◆ **Reading text**:
Spending six seasons with Leeds United in the nineties, he won the first division with the club in 1991/92 as they became the final champions of England before the inaugural Premier League season.
The Scot did have future club Liverpool to thank in part for the success with the Reds beating runners-up Manchester United 2-0 in the penultimate game of the season to clinch Leeds’ title win.
With McAllister helping Leeds beat Sheffield United 3-2 earlier in the day, the midfielder watched United’s clash with Liverpool at the home of striker Lee Chapman, accompanied by fellow team-mates Eric Cantona, David Batty and a television crew.
And as the quartet started to celebrate after the final whistle, while wired up to the television studio, McAllister’s comments when watching Ferguson’s post-match interview, unaware the Scot could hear him, would cause a feud that would see his compatriot blank him for over a decade and the rest of his playing days.
"It wouldn't happen today, everyone kicks off simultaneously, but because we were playing Sheffield United, the game was at 12.30pm. Leeds beat Sheffield United which meant Man Utd had to go to Anfield and win by two, which was never going to happen!” the Scot recalled in 2017 when speaking to fans in association with Sport & Fitness Middle East.

◆ **Information supplied**:
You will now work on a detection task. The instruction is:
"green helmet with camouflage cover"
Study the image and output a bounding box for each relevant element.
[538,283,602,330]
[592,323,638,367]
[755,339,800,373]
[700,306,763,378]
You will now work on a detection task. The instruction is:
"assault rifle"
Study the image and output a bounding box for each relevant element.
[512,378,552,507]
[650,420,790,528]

...

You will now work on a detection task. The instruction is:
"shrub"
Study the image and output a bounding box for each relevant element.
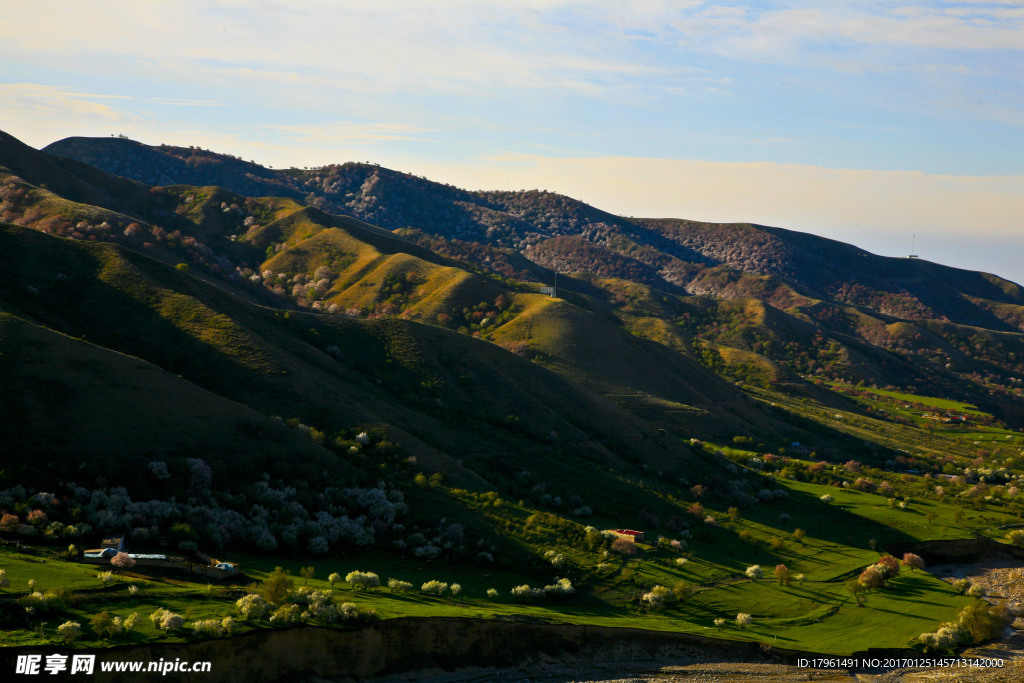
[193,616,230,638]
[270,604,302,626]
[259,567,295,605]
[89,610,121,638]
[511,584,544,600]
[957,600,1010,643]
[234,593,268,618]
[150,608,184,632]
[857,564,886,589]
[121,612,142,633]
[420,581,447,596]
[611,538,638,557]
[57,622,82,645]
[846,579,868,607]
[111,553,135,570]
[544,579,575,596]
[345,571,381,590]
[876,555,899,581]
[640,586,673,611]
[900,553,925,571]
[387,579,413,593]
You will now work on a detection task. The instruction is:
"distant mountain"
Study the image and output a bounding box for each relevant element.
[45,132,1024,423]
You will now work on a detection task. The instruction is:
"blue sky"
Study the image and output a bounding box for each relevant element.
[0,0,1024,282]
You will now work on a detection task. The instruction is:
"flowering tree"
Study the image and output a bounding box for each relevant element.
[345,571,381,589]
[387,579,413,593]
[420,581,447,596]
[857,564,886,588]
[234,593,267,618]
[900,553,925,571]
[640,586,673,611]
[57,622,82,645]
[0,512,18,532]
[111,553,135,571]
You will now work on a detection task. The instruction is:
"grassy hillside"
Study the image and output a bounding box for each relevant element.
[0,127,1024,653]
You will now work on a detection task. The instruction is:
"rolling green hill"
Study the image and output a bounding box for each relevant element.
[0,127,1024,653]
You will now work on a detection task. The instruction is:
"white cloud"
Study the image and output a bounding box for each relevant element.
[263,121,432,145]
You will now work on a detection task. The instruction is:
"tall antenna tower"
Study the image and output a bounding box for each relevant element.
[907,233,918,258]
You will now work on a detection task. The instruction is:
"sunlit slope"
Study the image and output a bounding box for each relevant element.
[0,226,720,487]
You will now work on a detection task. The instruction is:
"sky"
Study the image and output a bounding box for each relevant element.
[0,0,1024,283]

* * *

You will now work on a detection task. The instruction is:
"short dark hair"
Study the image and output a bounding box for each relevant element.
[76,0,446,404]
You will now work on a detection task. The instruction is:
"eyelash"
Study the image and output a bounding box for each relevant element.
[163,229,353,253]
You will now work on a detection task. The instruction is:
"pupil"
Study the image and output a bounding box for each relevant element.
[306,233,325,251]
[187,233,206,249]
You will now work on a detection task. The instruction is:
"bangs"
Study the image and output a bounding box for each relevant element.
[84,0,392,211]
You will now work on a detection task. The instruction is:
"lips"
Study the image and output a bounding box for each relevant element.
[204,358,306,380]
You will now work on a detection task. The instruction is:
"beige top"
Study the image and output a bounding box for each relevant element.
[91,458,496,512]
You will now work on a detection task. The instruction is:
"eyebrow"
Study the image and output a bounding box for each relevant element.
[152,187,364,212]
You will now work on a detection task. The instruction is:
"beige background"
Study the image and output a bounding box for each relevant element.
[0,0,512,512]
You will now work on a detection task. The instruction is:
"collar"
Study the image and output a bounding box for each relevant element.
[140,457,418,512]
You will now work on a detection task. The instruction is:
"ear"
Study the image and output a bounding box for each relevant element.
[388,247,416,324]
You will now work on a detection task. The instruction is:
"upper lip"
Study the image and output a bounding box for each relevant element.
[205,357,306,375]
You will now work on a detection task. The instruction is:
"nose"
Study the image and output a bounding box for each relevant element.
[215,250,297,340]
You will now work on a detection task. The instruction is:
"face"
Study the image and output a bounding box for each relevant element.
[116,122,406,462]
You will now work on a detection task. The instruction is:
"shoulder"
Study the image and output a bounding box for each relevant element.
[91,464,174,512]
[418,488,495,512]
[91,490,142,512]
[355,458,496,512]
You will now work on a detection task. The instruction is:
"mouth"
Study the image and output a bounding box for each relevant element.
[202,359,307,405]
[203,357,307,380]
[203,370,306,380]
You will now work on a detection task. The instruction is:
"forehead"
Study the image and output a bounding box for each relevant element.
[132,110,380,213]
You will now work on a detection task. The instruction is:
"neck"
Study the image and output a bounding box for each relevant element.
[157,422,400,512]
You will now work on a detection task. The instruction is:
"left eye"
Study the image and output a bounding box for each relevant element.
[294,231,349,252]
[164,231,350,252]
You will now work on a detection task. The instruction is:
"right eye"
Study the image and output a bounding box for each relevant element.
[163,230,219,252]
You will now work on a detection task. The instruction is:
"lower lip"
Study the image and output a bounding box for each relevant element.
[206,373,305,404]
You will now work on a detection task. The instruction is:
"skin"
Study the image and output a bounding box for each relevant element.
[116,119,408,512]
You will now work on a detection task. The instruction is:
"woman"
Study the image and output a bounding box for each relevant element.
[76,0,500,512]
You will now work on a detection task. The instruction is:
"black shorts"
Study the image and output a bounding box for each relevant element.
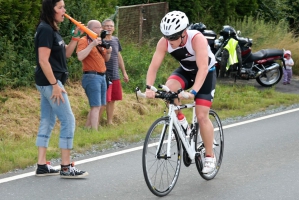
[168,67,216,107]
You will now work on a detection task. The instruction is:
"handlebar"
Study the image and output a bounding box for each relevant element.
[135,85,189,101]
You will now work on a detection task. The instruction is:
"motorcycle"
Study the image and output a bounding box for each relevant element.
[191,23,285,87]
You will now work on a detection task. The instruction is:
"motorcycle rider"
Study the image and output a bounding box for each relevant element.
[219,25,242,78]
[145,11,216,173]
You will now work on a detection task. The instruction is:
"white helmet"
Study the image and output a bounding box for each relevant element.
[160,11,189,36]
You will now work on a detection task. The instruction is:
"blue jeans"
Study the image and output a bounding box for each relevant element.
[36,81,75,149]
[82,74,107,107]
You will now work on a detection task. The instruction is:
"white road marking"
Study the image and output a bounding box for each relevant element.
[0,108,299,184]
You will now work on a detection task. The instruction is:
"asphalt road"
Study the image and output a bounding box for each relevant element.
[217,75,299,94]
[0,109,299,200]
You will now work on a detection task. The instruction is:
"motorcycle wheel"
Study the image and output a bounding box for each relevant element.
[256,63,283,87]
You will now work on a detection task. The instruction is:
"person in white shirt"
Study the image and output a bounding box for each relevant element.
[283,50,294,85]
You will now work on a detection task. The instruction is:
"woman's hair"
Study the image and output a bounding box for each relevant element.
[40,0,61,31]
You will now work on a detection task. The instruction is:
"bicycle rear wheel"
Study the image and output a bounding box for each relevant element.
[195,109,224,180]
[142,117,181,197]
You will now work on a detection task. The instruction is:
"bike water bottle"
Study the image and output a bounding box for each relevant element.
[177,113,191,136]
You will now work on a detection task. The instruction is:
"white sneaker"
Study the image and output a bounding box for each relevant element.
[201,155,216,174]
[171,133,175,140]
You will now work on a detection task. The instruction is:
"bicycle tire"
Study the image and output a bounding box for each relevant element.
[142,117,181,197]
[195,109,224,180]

◆ **Explore the material**:
1. Answer these questions using the passage about Leeds United's 1991/92 title:
(a) By what score did Liverpool beat Manchester United?
(b) At whose home did McAllister watch that match?
(c) At what time did the Leeds game against Sheffield United kick off?
2. Reproduce the passage about Leeds United's 1991/92 title from "The Scot did" up to and including "a television crew.".
3. Take the passage about Leeds United's 1991/92 title further, starting after its final sentence.

◆ **Answers to this exercise**:
1.
(a) 2-0
(b) Striker Lee Chapman's
(c) 12.30pm

2.
The Scot did have future club Liverpool to thank in part for the success with the Reds beating runners-up Manchester United 2-0 in the penultimate game of the season to clinch Leeds’ title win.
With McAllister helping Leeds beat Sheffield United 3-2 earlier in the day, the midfielder watched United’s clash with Liverpool at the home of striker Lee Chapman, accompanied by fellow team-mates Eric Cantona, David Batty and a television crew.

3.
“We all went back to Chappy’s house after the game in Sheffield to watch Man U play Liverpool at Anfield. Because I’d done some TV work, I was tuned in to the director at Anfield so I could hear the director and all his comments, talking to the presenter, talking to the cameramen. I could hear everything which was going on in the studio.
“Liverpool win 2-0 and Leeds United win the league, we’re p****d. After the game, we’re watching the pictures coming across and the interviews after the game and I can hear in my ear the director saying, “Get to the tunnel, we’ve got Fergie.”
“Milliseconds later he’s up on the TV and Fergie comes on. His face is bright red. His first comments, as you can expect, were, “I want to make it clear, Leeds haven’t won the league. Manchester United have lost the league! I’m making it clear!” Nose very red, he says, “Make no mistake, Leeds have not won the league! Manchester United have lost the league! We’ve thrown the league away.”
“So flippantly in Lee Chapman’s living room, I say, “Big red-face as gracious as ever in defeat.”
“Then Dennis Law came back in my ear and said, “Gary, Fergie can hear you.”
“Alex Ferguson has walked past me in Lithuanian airports and Albanian hotels for 20 years and never looked in my direction!”
“He never really spoke to me for the next 15 years,” he’d later joke on Sky Sports when sharing the story. “He’s just now looking in the same direction as me! That’s what it means to him.”
However, McAllister and Ferguson have since buried the hatchet after the United manager reached out to the former Liverpool man when his wife Denise was diagnosed with breast cancer and passed away in 2006.
“This is the measure of the man. When you’re competing against him, you’re the enemy, but when I went through this tragic experience with cancer, who was the first person to call me? Alex Ferguson,” McAllister revealed.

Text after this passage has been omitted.